→ WRITTEN PROBLEM:
From the records below, pull out every line containing the string "lava". Treat case as significant.

---- MATERIAL SUPPLIED

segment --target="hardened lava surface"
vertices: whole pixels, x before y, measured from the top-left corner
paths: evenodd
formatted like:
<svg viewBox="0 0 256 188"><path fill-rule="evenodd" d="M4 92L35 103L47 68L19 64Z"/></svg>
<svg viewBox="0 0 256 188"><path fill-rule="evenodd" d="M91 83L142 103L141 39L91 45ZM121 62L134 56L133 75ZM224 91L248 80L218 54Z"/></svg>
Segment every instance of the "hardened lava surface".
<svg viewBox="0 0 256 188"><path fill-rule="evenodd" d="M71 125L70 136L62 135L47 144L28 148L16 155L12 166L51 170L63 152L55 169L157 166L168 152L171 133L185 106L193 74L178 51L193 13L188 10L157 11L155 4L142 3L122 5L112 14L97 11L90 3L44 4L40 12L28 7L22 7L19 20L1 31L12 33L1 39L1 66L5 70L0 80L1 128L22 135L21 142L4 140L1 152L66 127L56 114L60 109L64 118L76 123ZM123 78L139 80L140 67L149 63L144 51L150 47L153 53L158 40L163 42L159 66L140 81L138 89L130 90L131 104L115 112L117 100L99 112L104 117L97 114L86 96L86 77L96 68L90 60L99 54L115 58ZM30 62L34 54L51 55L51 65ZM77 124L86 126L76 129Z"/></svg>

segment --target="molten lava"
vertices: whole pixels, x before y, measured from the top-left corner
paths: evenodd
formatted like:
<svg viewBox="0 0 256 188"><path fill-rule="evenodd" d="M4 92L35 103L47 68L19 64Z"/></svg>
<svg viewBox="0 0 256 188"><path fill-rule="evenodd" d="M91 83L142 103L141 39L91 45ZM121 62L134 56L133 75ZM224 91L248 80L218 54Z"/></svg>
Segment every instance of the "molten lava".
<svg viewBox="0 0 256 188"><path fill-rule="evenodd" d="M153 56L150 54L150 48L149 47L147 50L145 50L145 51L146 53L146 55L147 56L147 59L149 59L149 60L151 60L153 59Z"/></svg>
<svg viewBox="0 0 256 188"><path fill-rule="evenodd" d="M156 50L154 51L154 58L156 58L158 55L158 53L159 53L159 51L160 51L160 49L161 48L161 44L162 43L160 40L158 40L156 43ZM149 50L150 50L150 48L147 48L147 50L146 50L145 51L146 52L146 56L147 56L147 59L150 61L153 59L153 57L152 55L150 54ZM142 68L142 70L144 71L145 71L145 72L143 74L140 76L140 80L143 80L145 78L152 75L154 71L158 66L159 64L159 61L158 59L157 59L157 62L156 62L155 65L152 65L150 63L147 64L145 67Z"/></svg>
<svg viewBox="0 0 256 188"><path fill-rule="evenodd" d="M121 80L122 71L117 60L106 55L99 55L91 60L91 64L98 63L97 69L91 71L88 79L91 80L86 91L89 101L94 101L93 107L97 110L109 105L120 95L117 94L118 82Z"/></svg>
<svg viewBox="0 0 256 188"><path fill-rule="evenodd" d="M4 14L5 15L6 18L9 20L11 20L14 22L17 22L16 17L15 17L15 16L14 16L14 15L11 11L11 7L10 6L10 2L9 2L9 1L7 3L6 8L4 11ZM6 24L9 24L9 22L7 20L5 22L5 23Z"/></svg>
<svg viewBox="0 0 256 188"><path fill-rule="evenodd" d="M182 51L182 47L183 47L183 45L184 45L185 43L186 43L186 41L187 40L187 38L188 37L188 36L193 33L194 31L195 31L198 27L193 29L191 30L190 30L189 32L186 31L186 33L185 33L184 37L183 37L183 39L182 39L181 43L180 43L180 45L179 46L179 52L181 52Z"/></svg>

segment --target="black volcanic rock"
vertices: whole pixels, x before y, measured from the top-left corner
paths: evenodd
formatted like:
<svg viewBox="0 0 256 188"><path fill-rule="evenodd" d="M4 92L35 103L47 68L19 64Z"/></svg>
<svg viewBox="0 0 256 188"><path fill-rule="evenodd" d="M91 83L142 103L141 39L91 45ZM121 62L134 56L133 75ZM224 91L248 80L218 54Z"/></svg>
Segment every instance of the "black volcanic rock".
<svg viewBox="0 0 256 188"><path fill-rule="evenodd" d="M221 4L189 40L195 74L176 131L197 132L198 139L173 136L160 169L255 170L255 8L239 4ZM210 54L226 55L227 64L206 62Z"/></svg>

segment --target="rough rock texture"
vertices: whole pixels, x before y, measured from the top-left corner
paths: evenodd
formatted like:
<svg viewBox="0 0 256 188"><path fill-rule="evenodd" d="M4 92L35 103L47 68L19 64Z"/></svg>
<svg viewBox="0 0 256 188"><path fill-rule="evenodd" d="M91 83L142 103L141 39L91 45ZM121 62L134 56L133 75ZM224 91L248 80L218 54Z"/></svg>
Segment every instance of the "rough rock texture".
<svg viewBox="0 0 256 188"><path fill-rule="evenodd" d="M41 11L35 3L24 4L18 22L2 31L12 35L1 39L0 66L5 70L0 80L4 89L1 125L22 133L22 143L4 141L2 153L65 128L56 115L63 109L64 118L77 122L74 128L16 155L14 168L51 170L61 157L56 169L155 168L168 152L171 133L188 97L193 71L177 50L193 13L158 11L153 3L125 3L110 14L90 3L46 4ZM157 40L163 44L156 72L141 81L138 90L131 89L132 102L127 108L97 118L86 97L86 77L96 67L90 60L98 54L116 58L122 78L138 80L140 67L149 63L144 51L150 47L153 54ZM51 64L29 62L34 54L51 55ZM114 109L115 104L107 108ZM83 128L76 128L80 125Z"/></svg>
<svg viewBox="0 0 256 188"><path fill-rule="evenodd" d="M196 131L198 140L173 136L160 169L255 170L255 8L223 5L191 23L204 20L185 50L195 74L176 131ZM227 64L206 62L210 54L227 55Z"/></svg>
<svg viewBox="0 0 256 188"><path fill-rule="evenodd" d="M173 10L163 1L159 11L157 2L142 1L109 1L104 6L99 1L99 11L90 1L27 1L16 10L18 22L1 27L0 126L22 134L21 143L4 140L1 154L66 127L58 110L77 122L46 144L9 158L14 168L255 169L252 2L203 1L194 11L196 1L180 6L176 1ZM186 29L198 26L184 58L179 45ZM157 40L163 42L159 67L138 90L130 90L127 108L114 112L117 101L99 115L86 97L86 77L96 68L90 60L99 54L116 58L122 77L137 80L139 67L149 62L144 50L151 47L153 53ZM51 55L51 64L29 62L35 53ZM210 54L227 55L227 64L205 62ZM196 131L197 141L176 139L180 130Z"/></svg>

--------

→ EXERCISE SOLUTION:
segment --target="hardened lava surface"
Segment every instance of the "hardened lava surface".
segment --target="molten lava"
Segment every instance of the "molten lava".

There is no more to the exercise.